### DATA ROWS:
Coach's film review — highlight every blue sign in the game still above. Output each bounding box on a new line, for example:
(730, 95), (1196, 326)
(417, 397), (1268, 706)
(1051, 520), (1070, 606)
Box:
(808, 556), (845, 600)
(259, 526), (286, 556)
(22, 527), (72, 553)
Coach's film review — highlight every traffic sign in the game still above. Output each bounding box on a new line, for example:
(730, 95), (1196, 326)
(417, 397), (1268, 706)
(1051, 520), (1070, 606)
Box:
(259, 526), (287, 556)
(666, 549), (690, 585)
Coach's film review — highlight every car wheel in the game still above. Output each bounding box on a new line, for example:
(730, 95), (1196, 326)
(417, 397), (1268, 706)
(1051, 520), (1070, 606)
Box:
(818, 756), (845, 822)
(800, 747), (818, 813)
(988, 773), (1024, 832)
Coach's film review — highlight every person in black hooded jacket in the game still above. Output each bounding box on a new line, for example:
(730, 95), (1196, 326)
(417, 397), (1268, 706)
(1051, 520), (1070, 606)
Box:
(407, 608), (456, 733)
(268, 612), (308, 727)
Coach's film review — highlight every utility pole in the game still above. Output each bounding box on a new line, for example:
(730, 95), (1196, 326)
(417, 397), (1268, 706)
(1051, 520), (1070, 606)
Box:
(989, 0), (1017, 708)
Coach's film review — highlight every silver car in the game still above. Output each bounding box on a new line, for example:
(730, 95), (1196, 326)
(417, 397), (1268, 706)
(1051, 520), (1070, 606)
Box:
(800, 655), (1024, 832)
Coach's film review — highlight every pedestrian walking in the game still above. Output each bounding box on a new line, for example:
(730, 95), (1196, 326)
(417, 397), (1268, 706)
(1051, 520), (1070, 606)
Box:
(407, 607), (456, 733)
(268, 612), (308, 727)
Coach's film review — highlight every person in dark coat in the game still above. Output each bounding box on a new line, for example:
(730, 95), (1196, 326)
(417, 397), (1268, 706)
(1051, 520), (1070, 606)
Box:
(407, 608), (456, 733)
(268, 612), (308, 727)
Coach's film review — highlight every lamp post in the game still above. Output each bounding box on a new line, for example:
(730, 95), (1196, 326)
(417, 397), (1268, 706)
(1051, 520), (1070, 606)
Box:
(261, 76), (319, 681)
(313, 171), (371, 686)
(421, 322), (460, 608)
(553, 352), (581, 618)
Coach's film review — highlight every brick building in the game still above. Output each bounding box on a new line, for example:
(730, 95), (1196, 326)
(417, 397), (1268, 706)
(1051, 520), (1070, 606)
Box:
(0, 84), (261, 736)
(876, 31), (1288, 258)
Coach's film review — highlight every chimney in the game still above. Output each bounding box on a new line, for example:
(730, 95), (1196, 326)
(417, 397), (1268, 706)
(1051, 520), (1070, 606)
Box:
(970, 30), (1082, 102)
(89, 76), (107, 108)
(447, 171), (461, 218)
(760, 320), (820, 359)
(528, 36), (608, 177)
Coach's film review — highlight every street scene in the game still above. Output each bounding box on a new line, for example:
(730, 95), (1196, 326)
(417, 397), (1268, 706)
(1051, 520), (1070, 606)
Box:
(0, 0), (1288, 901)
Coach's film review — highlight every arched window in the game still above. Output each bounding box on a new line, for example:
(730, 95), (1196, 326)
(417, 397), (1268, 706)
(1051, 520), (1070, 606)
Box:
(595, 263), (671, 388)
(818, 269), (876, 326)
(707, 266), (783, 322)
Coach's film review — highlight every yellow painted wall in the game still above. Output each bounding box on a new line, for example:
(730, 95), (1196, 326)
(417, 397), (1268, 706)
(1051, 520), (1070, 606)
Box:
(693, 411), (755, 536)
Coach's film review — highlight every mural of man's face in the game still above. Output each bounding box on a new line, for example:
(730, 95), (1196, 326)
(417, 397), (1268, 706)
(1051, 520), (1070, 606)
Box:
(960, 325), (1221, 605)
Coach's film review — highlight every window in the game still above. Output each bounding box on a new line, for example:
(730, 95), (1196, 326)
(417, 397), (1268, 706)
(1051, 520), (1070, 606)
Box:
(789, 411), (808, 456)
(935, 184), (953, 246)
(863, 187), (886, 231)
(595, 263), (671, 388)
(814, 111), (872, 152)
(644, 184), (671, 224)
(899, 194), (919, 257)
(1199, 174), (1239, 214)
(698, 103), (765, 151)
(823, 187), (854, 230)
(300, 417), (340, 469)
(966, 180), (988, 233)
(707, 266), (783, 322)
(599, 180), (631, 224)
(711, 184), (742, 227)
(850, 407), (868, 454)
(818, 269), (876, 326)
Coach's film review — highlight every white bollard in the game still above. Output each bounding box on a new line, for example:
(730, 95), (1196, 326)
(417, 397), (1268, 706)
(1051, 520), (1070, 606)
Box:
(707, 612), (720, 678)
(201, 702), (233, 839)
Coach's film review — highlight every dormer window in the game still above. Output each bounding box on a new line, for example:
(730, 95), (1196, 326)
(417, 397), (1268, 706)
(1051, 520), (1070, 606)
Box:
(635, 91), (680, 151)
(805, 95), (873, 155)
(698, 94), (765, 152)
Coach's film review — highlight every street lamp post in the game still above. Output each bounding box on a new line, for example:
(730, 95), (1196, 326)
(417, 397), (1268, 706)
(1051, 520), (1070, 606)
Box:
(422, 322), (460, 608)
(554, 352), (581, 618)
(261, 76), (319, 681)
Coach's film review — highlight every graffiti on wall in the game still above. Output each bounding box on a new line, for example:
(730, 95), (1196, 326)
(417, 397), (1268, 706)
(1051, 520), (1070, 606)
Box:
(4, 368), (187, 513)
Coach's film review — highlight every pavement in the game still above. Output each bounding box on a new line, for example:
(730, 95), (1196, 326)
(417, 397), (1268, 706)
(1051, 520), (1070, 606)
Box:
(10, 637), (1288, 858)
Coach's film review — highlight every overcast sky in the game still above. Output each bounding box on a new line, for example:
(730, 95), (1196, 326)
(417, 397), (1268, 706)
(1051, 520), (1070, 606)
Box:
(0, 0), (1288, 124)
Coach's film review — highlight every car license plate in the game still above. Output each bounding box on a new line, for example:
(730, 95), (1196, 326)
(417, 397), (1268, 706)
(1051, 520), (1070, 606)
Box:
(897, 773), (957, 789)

### SHORT TASK:
Please output the lines above as a JSON list of strings, with one string for each line and blank lines left out.

### RESPONSE:
[
  "Coach's film review — highlight every blue sign in the game still above. Output each bounding box on a new line, for example:",
  "(730, 95), (1196, 326)",
  "(417, 397), (1268, 706)",
  "(1051, 520), (1070, 606)",
  "Box:",
  "(808, 556), (845, 600)",
  "(259, 526), (286, 556)",
  "(22, 527), (72, 553)",
  "Coach's film review — highlight every traffic sign in the game still above. Output each bounding box on a new line, for example:",
  "(730, 95), (1196, 326)",
  "(417, 397), (1268, 706)",
  "(1051, 520), (1070, 606)",
  "Box:",
  "(259, 526), (287, 556)",
  "(666, 549), (690, 585)",
  "Coach's film review — highlight every car wheel in the game still above. Output each bounding box on a new line, for example:",
  "(730, 95), (1196, 326)",
  "(417, 397), (1268, 706)",
  "(1051, 520), (1070, 606)",
  "Box:",
  "(818, 756), (845, 822)",
  "(800, 747), (818, 813)",
  "(988, 773), (1024, 832)",
  "Coach's film review — highlight every person in black hooded jacket in the game still above. Output each bounding box on a new line, for example:",
  "(730, 95), (1196, 326)",
  "(417, 397), (1268, 706)",
  "(1051, 520), (1070, 606)",
  "Box:",
  "(407, 608), (456, 733)",
  "(268, 612), (308, 727)",
  "Coach's film review — highlight every utility pole in the game still above. Output each bounding box on a new line, for example:",
  "(730, 95), (1196, 326)",
  "(417, 397), (1268, 706)",
  "(1051, 520), (1070, 606)",
  "Box:",
  "(989, 0), (1017, 708)",
  "Coach's film review — highlight every silver car in the game still above. Output each bounding box on a new line, for example:",
  "(730, 95), (1196, 326)",
  "(417, 397), (1268, 706)",
  "(1051, 520), (1070, 606)",
  "Box:",
  "(800, 655), (1024, 832)",
  "Coach's film review — highlight every pedestrian walking in the game still above. Output each bounding box on a new line, for example:",
  "(730, 95), (1196, 326)",
  "(417, 397), (1268, 706)",
  "(1051, 520), (1070, 606)",
  "Box:",
  "(407, 607), (456, 733)",
  "(268, 612), (308, 727)",
  "Coach's film review — highlight every person in dark coat in the game still above. Output each bounding box on a new line, for example:",
  "(730, 95), (1196, 326)",
  "(417, 397), (1268, 706)",
  "(1051, 520), (1070, 606)",
  "Box:",
  "(407, 608), (456, 733)",
  "(268, 612), (308, 727)",
  "Coach's film review — highlight every lamp post in the game still above. Output each bounding box on a new line, for example:",
  "(730, 95), (1196, 326)",
  "(417, 397), (1268, 706)",
  "(1051, 520), (1070, 606)",
  "Box:",
  "(261, 76), (319, 681)",
  "(313, 171), (371, 686)",
  "(421, 322), (460, 608)",
  "(553, 352), (581, 618)",
  "Coach's film review — highlight every brick building in the game still above. Output each bounding box on a new line, for example:",
  "(730, 95), (1196, 326)",
  "(417, 397), (1268, 706)",
  "(1051, 520), (1070, 606)",
  "Box:",
  "(0, 84), (261, 736)",
  "(876, 31), (1288, 258)",
  "Coach's film review — highlight every chimney in the game still above. Output each bounding box on a new line, for example:",
  "(730, 95), (1196, 326)",
  "(417, 397), (1268, 706)",
  "(1051, 520), (1070, 606)",
  "Box:",
  "(970, 30), (1082, 102)",
  "(89, 76), (107, 108)",
  "(447, 171), (461, 218)",
  "(760, 320), (820, 359)",
  "(528, 36), (608, 177)",
  "Coach's film review — highlight every street scene in the game still above. Output each bounding box on a new line, for example:",
  "(730, 95), (1196, 326)",
  "(417, 397), (1268, 706)",
  "(1051, 520), (1070, 606)",
  "Box:",
  "(0, 0), (1288, 901)",
  "Coach's film review — highlight every arched window in the game still above. Output each bounding box on a new line, for example:",
  "(730, 95), (1196, 326)",
  "(417, 397), (1268, 706)",
  "(1051, 520), (1070, 606)",
  "Box:",
  "(595, 263), (671, 388)",
  "(818, 269), (876, 326)",
  "(707, 266), (783, 322)",
  "Coach's film review — highlight every yellow painted wall in the game still above. Output each bounding box on a new line, for example:",
  "(730, 95), (1196, 326)",
  "(417, 397), (1268, 706)",
  "(1051, 520), (1070, 606)",
  "Box:",
  "(693, 411), (755, 536)",
  "Coach's film review — highlight every mural of man's face in the game still above. Output each bounding box on a new line, for example:",
  "(730, 95), (1196, 326)",
  "(417, 397), (1268, 706)",
  "(1051, 520), (1070, 606)",
  "Box:",
  "(960, 325), (1221, 605)",
  "Coach's film review — highlight every window in the game still above. Output each bounding box on a new line, for example:",
  "(730, 95), (1196, 326)",
  "(417, 397), (1268, 706)",
  "(1051, 520), (1070, 606)",
  "Box:",
  "(789, 411), (808, 456)",
  "(935, 184), (953, 246)",
  "(863, 187), (886, 231)",
  "(595, 263), (671, 388)",
  "(814, 111), (872, 152)",
  "(644, 184), (671, 224)",
  "(899, 194), (919, 257)",
  "(1199, 174), (1239, 214)",
  "(698, 103), (765, 151)",
  "(823, 187), (854, 230)",
  "(300, 417), (340, 469)",
  "(966, 180), (988, 233)",
  "(707, 266), (783, 322)",
  "(599, 180), (631, 224)",
  "(711, 184), (742, 227)",
  "(850, 407), (868, 454)",
  "(818, 269), (876, 326)",
  "Coach's film review — highlight every white bollard in the game still above. Output each bounding box on a new line, for example:",
  "(730, 95), (1196, 326)",
  "(417, 397), (1268, 706)",
  "(1051, 520), (1070, 606)",
  "Box:",
  "(707, 612), (720, 678)",
  "(201, 702), (233, 839)",
  "Coach's film review — highlight every dormer window in the game still above. Output each bounding box on a new line, for example:",
  "(730, 95), (1196, 326)",
  "(417, 397), (1268, 706)",
  "(1051, 520), (1070, 606)",
  "Box:",
  "(635, 91), (680, 151)",
  "(805, 95), (873, 155)",
  "(698, 94), (765, 152)",
  "Coach's film review — highlight every street lamp post in the game still above. Output each bounding box on a new line, for example:",
  "(730, 95), (1196, 326)",
  "(417, 397), (1268, 706)",
  "(1051, 520), (1070, 606)",
  "Box:",
  "(422, 322), (460, 608)",
  "(554, 352), (581, 618)",
  "(261, 76), (319, 681)",
  "Coach's film review — highlight every graffiti on wall in the game still above. Output each bounding box on a new line, for example:",
  "(730, 95), (1196, 326)",
  "(417, 397), (1268, 706)",
  "(1051, 520), (1070, 606)",
  "Box:",
  "(4, 368), (187, 513)",
  "Coach's film review — highlight every pavement in the game still above. Output each bounding box on a new line, for example:",
  "(730, 95), (1196, 326)",
  "(417, 397), (1268, 706)",
  "(1051, 520), (1070, 606)",
  "Box:",
  "(10, 637), (1288, 858)",
  "Coach's film review — highlight every overcast sky in the game still above. Output each bounding box on a new line, for example:",
  "(730, 95), (1196, 326)",
  "(417, 397), (1268, 706)",
  "(1051, 520), (1070, 606)",
  "Box:",
  "(0, 0), (1288, 124)",
  "Coach's film review — highlight every car license plate in the game still above. Output each bounding box on a new line, for example:",
  "(730, 95), (1196, 326)",
  "(417, 397), (1268, 706)",
  "(1051, 520), (1070, 606)",
  "Box:",
  "(897, 773), (957, 789)"
]